--- Goal of the exercise ---
Go through the records below and set each one down exactly, leaving out any pictures.

::::

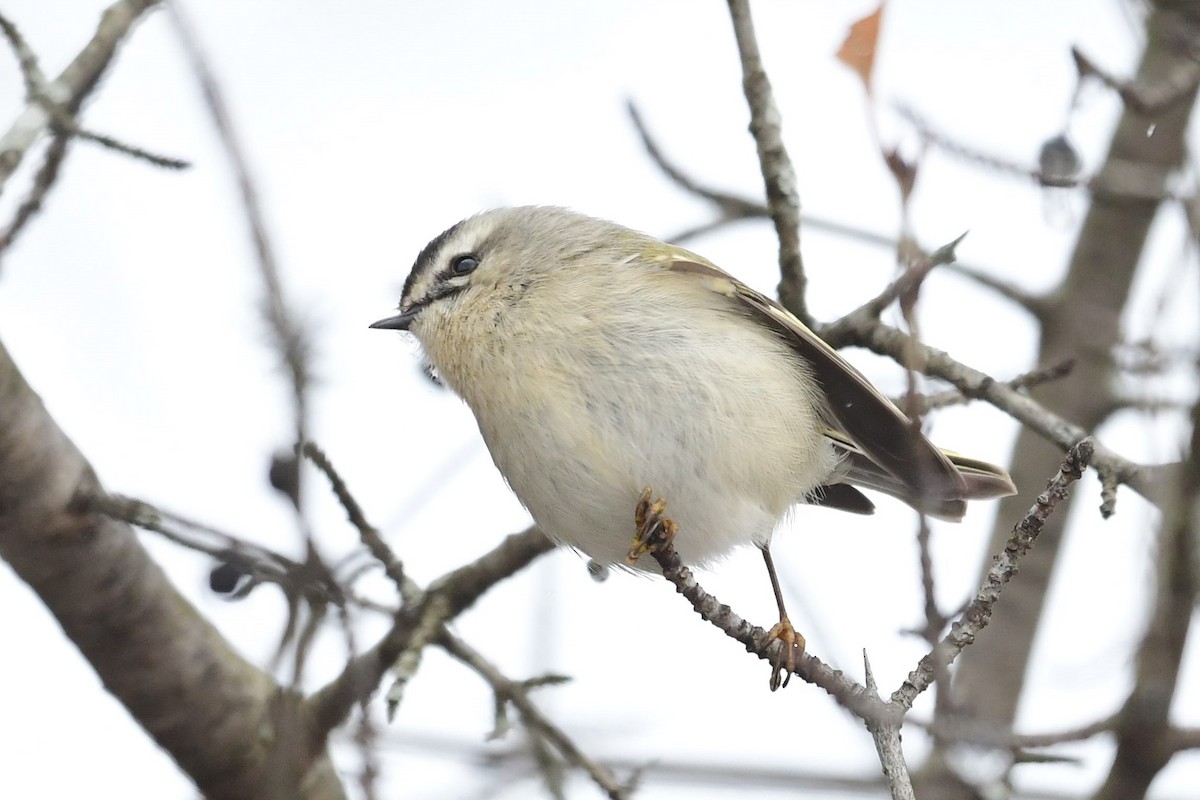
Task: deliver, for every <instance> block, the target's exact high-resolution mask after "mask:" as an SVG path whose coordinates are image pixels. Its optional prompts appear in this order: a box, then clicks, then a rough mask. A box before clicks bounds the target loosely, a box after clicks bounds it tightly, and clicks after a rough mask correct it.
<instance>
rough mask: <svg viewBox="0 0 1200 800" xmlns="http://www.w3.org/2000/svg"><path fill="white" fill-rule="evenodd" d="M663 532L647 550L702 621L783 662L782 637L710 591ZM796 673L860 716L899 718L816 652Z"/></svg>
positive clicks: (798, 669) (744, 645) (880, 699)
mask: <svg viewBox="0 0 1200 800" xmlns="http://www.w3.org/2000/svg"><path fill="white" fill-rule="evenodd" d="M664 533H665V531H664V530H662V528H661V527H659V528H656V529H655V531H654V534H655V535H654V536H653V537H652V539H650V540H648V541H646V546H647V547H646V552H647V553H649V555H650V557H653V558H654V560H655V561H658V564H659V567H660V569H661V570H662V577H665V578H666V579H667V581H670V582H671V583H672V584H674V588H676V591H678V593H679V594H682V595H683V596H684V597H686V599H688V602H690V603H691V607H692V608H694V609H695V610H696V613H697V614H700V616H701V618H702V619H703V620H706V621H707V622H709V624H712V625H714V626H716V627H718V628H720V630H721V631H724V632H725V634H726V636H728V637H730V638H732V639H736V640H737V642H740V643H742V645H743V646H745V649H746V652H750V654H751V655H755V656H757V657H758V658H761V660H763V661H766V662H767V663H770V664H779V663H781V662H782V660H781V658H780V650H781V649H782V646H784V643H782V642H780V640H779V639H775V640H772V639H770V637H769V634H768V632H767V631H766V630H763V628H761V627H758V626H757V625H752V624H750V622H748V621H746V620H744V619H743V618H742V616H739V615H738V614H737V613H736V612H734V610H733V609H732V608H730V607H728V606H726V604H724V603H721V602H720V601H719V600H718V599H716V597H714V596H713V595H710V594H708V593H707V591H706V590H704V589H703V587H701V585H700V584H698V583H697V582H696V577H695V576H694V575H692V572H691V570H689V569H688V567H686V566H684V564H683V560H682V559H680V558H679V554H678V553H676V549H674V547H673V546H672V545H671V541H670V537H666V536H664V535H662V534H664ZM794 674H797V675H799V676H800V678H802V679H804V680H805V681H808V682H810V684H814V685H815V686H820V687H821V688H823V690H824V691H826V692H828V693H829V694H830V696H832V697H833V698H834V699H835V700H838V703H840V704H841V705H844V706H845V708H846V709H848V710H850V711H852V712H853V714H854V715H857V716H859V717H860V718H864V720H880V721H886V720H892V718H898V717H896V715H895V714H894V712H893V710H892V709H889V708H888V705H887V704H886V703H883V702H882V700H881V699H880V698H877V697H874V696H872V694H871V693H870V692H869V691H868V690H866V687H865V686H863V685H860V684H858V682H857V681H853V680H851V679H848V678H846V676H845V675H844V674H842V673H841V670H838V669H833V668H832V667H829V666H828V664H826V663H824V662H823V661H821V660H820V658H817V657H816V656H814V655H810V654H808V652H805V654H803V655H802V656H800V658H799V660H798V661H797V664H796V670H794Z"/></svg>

::::

--- Your solution ---
Task: deliver, for every <instance> block, the target's exact high-resolution mask after "mask:" as an SVG path whose coordinates are image pixels. Its optional prompts appear in this order: a box, then clicks, then a rough mask. A box before clicks bounds the target loosely, a box after clicks bounds it tightly, and clicks after a rough mask correct it.
<instance>
rough mask: <svg viewBox="0 0 1200 800" xmlns="http://www.w3.org/2000/svg"><path fill="white" fill-rule="evenodd" d="M663 532L647 550L702 621L783 662L782 637L710 591ZM796 673L860 716L899 718L816 652Z"/></svg>
positive clicks: (798, 669) (744, 645) (880, 699)
mask: <svg viewBox="0 0 1200 800" xmlns="http://www.w3.org/2000/svg"><path fill="white" fill-rule="evenodd" d="M664 533H665V531H664V530H662V528H661V527H659V528H656V529H655V531H654V534H655V535H654V536H653V537H652V539H650V540H648V541H646V546H647V547H646V552H647V553H649V555H650V557H653V558H654V560H655V561H658V564H659V567H660V569H661V570H662V577H665V578H666V579H667V581H670V582H671V583H672V584H674V588H676V591H678V593H679V594H682V595H683V596H684V597H686V599H688V602H690V603H691V607H692V608H694V609H695V610H696V613H697V614H700V616H701V618H702V619H703V620H706V621H707V622H709V624H712V625H714V626H716V627H718V628H720V630H721V631H724V632H725V634H726V636H728V637H730V638H732V639H736V640H737V642H740V643H742V645H743V646H745V649H746V652H750V654H751V655H755V656H757V657H758V658H761V660H763V661H766V662H767V663H770V664H779V663H781V662H782V660H781V658H780V650H781V649H782V646H784V643H782V642H780V640H779V639H775V640H772V639H770V637H769V634H768V632H767V631H766V630H763V628H761V627H758V626H757V625H752V624H750V622H748V621H746V620H744V619H743V618H742V616H739V615H738V614H737V613H736V612H734V610H733V609H732V608H730V607H728V606H726V604H724V603H721V602H720V601H719V600H718V599H716V597H714V596H713V595H710V594H708V593H707V591H706V590H704V589H703V587H701V585H700V584H698V583H697V582H696V577H695V576H694V575H692V572H691V570H689V569H688V567H686V566H684V564H683V560H682V559H680V558H679V554H678V553H676V549H674V547H673V546H672V545H671V541H670V537H666V536H664V535H662V534H664ZM794 674H797V675H799V676H800V678H802V679H804V680H805V681H808V682H810V684H814V685H815V686H820V687H821V688H823V690H824V691H826V692H828V693H829V694H830V696H832V697H833V698H834V699H835V700H838V703H840V704H841V705H844V706H845V708H846V709H848V710H850V711H852V712H853V714H854V715H857V716H859V717H860V718H864V720H880V721H886V720H892V718H898V717H896V715H895V714H894V712H893V710H892V709H889V708H888V705H887V704H886V703H883V702H882V700H881V699H880V698H877V697H874V696H872V694H871V693H870V692H869V691H868V690H866V687H865V686H863V685H860V684H858V682H857V681H853V680H851V679H848V678H846V676H845V675H844V674H842V673H841V670H838V669H833V668H832V667H829V666H828V664H826V663H824V662H823V661H821V660H820V658H817V657H816V656H814V655H810V654H808V652H805V654H803V655H802V656H800V658H799V660H798V661H797V664H796V670H794Z"/></svg>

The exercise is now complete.